▸ **TEXT UNDER STUDY**:

◆ ◆ ◆

This course provides an in-depth introduction to answer set programming (ASP) — a constraint programming paradigm that emerged in the 90s (see an overview article for a brief introduction). The ASP paradigm is based on a new interpretation of logical rules: a set of answer sets is associated with each set of rules viewed as constraints. The idea is that a problem at hand is solved by first describing its solutions using rules so that answer sets capture the solutions of the problem. Then, the solution(s) of the problem can be searched for using special-purpose search engines called answer set solvers.
The success of ASP is much due to efficient answer set solvers available today (see e.g. CLASP, DLV, and WASP). Moreover, the expressive power of rules strictly exceeds that of propositional clauses, i.e., the input language of SAT solvers, and favors succinct representations of knowledge in a number of domains. A wide range of applications of ASP has emerged as a result of solving challenging computational problems using ASP techniques. In this respect, it is worth mentioning examples of applications such as
- automatic music composition (the Anton system),
- Linux package configuration (the aspcud system),
- optimizing phylogenetic supertrees, and
- repairing biological networks.

◆ ◆ ◆

▸ **PROBLEM SET**:
- A) Answer each question from the course description on answer set programming:
(i) In which decade did answer set programming emerge?
(ii) What are the special-purpose search engines used to find solutions called?
(iii) Which system is named for automatic music composition?
- B) Which example applications of answer set programming does the course description list?
- C) Carry the course description on answer set programming forward from its last line.
The material that follows comes from a separate source, not from the course description on answer set programming.

Descriptions of regions in natural language
◆ ◆ ◆

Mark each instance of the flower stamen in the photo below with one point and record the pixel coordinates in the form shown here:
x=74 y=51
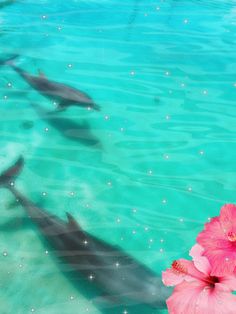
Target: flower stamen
x=179 y=268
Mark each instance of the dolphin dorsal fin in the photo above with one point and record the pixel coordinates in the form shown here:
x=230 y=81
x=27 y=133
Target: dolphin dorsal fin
x=72 y=223
x=41 y=74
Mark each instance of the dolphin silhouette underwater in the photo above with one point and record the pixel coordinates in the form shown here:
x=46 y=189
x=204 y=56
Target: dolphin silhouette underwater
x=63 y=94
x=122 y=279
x=6 y=3
x=78 y=132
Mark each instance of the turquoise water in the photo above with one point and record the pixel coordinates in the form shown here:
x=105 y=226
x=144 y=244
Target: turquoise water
x=149 y=168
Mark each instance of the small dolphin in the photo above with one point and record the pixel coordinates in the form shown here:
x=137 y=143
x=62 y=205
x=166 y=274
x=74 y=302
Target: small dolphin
x=63 y=94
x=122 y=279
x=78 y=132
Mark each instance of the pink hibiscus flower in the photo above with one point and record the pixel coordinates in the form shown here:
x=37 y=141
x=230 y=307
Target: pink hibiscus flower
x=219 y=241
x=196 y=291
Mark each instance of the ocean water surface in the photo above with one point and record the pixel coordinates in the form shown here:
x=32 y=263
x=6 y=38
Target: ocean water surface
x=146 y=171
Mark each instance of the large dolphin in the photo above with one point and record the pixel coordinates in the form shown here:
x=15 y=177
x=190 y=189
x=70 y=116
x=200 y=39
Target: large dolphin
x=78 y=132
x=63 y=94
x=121 y=279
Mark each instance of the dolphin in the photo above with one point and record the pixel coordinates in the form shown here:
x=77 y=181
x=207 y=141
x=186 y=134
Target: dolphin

◆ ◆ ◆

▸ **RESULTS OF THE EXERCISE**:
- A)
(i) The 90s
(ii) Answer set solvers
(iii) The Anton system

- B)
- Automatic music composition (the Anton system)
- Linux package configuration (the aspcud system)
- Optimizing phylogenetic supertrees
- Repairing biological networks

- C)
The aim of the course is to familiarize students with the art of declarative problem solving, knowledge representation, and reasoning in the context of ASP. The course introduces ASP, its theoretical background, basic methodology, applications, as well as tools. Moreover, practical programming skills are sought for. The course spans over the first two periods and it consists of a lecture and a tutorial every week. The course requirements include an exam and three compulsory programming assignments. Each of them will involve declarative problem solving using methods and tools presented during the course.
Background: This major-level course is offered by the Computational Logic group at the Department of Computer Science, one of the pioneering groups of ASP in the world. The proof-of-concept implementation of ASP (consisting of the LPARSE grounder and the SMODELS solver) was developed in the group. Recent ASP-related tools can be found here.
The course starts on Friday, the 16th of September, 2016 and the lectures are given by Docent Tomi Janhunen.